## Work instruction
For this exercise, reproduce each entry below exactly, excluding pictures.

## Referring expression pointing data
-- Opening Marker --
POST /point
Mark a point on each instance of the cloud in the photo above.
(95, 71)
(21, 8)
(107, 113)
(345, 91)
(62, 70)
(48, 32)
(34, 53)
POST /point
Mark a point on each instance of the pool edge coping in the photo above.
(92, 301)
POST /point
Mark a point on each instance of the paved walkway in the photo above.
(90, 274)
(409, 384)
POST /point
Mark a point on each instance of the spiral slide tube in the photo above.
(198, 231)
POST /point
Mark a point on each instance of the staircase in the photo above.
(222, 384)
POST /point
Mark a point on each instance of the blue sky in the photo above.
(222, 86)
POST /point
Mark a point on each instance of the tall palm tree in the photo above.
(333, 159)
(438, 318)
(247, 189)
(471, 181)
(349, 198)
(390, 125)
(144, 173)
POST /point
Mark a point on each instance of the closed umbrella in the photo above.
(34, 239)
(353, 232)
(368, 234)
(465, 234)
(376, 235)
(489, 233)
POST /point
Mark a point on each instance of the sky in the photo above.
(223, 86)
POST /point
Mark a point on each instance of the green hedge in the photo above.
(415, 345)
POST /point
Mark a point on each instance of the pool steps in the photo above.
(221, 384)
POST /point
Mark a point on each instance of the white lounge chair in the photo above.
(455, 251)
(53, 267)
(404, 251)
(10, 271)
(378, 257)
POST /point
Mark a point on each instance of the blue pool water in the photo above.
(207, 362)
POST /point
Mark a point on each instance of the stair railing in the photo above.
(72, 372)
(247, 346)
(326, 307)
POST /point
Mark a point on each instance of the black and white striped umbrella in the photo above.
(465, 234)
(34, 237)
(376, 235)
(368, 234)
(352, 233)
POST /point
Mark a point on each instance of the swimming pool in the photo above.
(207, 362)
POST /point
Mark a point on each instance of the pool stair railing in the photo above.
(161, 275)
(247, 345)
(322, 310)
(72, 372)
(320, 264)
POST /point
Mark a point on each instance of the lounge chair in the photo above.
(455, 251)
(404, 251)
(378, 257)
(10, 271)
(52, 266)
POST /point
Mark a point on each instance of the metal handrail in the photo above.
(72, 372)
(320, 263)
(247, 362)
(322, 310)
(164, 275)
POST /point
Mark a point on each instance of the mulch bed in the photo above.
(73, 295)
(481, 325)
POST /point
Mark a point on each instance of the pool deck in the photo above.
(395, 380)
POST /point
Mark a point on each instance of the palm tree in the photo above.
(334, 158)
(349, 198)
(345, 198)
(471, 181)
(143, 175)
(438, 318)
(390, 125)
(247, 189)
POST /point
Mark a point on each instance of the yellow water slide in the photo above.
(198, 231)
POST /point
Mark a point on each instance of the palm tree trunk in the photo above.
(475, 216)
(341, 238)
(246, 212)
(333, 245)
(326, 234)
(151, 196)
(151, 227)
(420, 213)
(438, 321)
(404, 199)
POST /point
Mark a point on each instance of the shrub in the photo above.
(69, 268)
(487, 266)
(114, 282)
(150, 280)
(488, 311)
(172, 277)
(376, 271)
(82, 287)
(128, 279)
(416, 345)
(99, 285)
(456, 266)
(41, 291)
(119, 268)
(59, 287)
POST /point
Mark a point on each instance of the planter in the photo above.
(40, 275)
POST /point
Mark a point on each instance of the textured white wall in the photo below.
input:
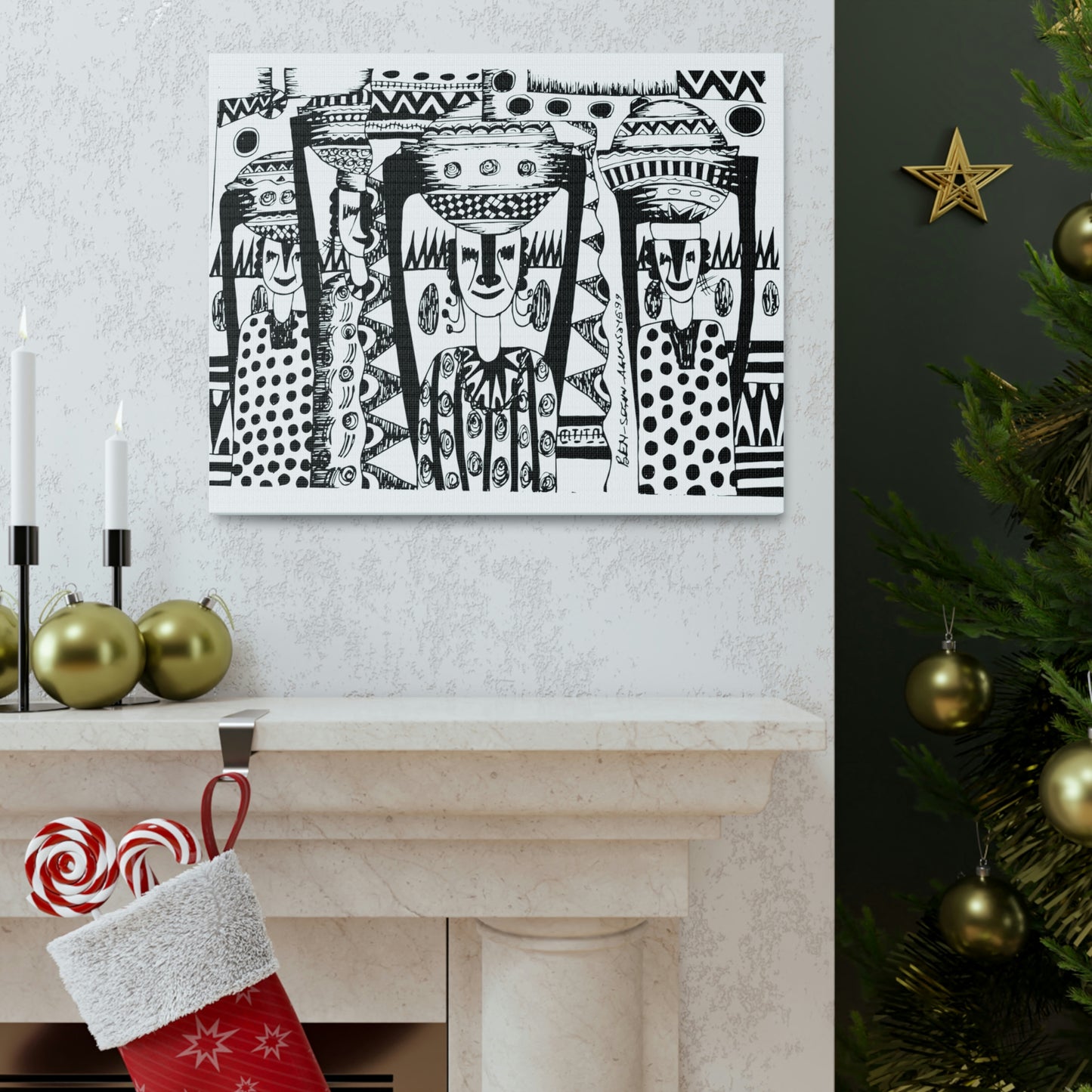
(104, 181)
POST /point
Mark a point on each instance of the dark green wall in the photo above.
(910, 292)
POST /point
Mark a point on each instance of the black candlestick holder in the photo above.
(23, 552)
(117, 555)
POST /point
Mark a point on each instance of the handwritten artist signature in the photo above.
(621, 456)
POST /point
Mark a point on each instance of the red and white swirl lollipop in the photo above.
(154, 834)
(73, 868)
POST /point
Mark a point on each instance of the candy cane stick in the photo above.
(73, 868)
(151, 834)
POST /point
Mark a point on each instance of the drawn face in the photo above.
(281, 267)
(352, 230)
(679, 264)
(488, 268)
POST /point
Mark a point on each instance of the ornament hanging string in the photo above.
(211, 594)
(53, 601)
(983, 853)
(1087, 679)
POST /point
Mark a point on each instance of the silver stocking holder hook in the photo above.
(237, 739)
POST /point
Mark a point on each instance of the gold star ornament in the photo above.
(957, 181)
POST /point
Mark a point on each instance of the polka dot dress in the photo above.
(273, 393)
(488, 427)
(687, 446)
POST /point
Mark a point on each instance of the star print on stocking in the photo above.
(272, 1042)
(246, 995)
(208, 1044)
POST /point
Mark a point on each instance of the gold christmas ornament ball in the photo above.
(88, 655)
(1072, 243)
(189, 649)
(949, 692)
(9, 651)
(1065, 790)
(983, 917)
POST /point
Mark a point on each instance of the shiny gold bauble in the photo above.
(9, 651)
(983, 917)
(949, 692)
(1065, 790)
(189, 649)
(1072, 243)
(88, 654)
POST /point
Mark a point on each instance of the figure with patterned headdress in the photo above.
(274, 372)
(670, 163)
(488, 411)
(350, 426)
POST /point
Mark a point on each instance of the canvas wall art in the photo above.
(496, 284)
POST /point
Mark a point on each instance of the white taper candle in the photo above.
(117, 478)
(22, 432)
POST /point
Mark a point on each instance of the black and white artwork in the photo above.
(496, 284)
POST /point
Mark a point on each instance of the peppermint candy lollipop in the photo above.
(73, 868)
(151, 834)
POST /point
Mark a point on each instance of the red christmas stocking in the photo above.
(184, 981)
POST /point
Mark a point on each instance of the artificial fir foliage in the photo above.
(944, 1021)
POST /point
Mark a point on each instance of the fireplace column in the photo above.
(561, 1005)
-- Closing Marker --
## Task answer
POST /point
Mark a point on each instance of the cloud in the photo above.
(95, 71)
(21, 8)
(107, 113)
(345, 91)
(62, 70)
(48, 32)
(34, 53)
POST /point
Mark a point on each instance of the pool edge coping in the photo above.
(92, 301)
POST /point
Mark a point on each instance of the paved walkway in the photo above.
(90, 274)
(409, 384)
POST /point
Mark a point on each instance of the spiral slide tube in the photo above.
(198, 231)
POST /point
Mark a point on each instance of the staircase in the photo above.
(222, 384)
POST /point
Mark a point on each instance of the blue sky in the photo above.
(222, 86)
POST /point
Mark a point on each instance of the tall palm tree in the photo above.
(333, 159)
(438, 318)
(247, 189)
(471, 181)
(349, 198)
(390, 125)
(144, 173)
POST /point
Mark a point on each instance of the closed umbrella in the photo above.
(34, 239)
(353, 232)
(368, 234)
(465, 234)
(376, 235)
(489, 233)
POST /point
Mark a point on each instance of the sky in the photo above.
(223, 86)
POST /point
Mark a point on each instance of the green hedge in the photo above.
(415, 345)
POST /point
Mark a point on each instance of the pool steps in the photo above.
(221, 384)
POST /point
Mark a point on each instance of the white lounge chair in the photo above.
(455, 251)
(53, 267)
(404, 251)
(10, 271)
(378, 257)
POST /point
Mark a point on each instance of the blue pool water in the photo above.
(207, 362)
POST /point
Mark a point on each instance of the stair railing in the photo above.
(72, 372)
(247, 346)
(326, 307)
POST /point
Mark a point on each instance of the black and white striped umbrella in the photo above.
(465, 234)
(34, 237)
(376, 235)
(368, 234)
(352, 233)
POST /point
Mark a point on each instance of the swimming pool in the photo above.
(207, 362)
POST /point
Mark a point on each instance of the pool stair railing in the photo above.
(161, 275)
(247, 345)
(322, 310)
(72, 372)
(320, 264)
POST /point
Mark a point on each instance of the lounge chair in the photo above.
(455, 251)
(404, 251)
(378, 257)
(10, 271)
(52, 266)
POST /point
Mark a point on each instance of the metal handrail in the photo above.
(72, 372)
(320, 263)
(247, 362)
(322, 310)
(164, 275)
POST /point
Mark a point on each instance of the mulch bed in the photo above.
(73, 295)
(481, 325)
POST /point
Mark a point on each instance of the pool deck in the photo above.
(395, 380)
POST /point
Mark a point on each instance of the palm tree in the photo above.
(334, 158)
(349, 198)
(345, 198)
(471, 181)
(143, 175)
(438, 318)
(390, 125)
(247, 189)
POST /point
Mark a point on each instance of the yellow water slide in the photo above.
(198, 231)
POST /point
Mark a point on each instance of the palm tree trunk in the photo above.
(475, 216)
(341, 238)
(246, 212)
(333, 245)
(326, 234)
(151, 196)
(151, 227)
(420, 213)
(438, 321)
(404, 199)
POST /point
Mark a point on each instance of the shrub in the photo above.
(69, 268)
(487, 266)
(114, 282)
(150, 280)
(488, 311)
(172, 277)
(376, 271)
(82, 287)
(128, 279)
(416, 345)
(99, 285)
(456, 266)
(41, 291)
(119, 268)
(59, 287)
POST /point
Mark a point on each instance of the planter in the photo above.
(40, 275)
POST /point
Mark a point on each instance of the textured white wall in the photo below.
input:
(104, 181)
POST /point
Mark a point on each instance of the dark green wall in the photo above.
(910, 292)
POST /point
Mark a point on each instance of the black candlestick holder in the photo above.
(23, 552)
(117, 555)
POST /point
Mark a point on each instance of the handwritten artist signature in the photo above.
(621, 456)
POST /point
Mark a point on each instance of the red and white swirl lollipop in the photo above.
(154, 834)
(73, 868)
POST /point
Mark a point on each instance of the candy cane stick in the photo above.
(73, 868)
(151, 834)
POST /point
Mark a point on each instance of the drawn face in the photo above.
(281, 267)
(352, 230)
(679, 264)
(488, 268)
POST /point
Mark a point on each instance of the ornament hanging string in the photo above.
(211, 594)
(53, 601)
(983, 853)
(1087, 679)
POST /point
Mark a point on each instance of the silver stocking holder hook in the photo above.
(237, 739)
POST /point
Mark a point on each instance of the gold star ornament in the photo above.
(957, 181)
POST /point
Mark a point on each instance of the polka dot dress in the photo above.
(273, 393)
(488, 427)
(687, 446)
POST /point
Mark a point on each instance of the star print on stocking in the photo above.
(272, 1042)
(246, 995)
(208, 1044)
POST /point
Mark a point on each instance of the gold christmas ornament ball in the photo above.
(88, 655)
(1072, 243)
(189, 649)
(949, 692)
(9, 651)
(1065, 790)
(983, 917)
POST /point
Mark a point on each instance of the shiny gold bauble in the photo above.
(9, 651)
(983, 917)
(949, 692)
(1065, 790)
(189, 649)
(1072, 243)
(88, 654)
POST /point
Mark a point on each instance of the figure with patterned headdress in the photo above.
(274, 372)
(670, 163)
(488, 411)
(350, 426)
POST /point
Mark a point on each instance of the canvas wall art in the photo above.
(496, 284)
POST /point
Mark a point on each instance of the white taper candle in the photo above.
(117, 478)
(22, 432)
POST /point
Mark a point on each instance of the black and white artwork in the photo above.
(496, 284)
POST /point
Mark a point on each instance of the peppermint candy lollipop in the photo above.
(73, 868)
(151, 834)
POST /point
Mark a point on each instance of the red christmas stocking in the photo above.
(184, 981)
POST /point
Mark a point on each instance of the artificial fir foliage in the photo above.
(944, 1021)
POST /point
Mark a point on each instance of the fireplace column in the photo above.
(561, 1005)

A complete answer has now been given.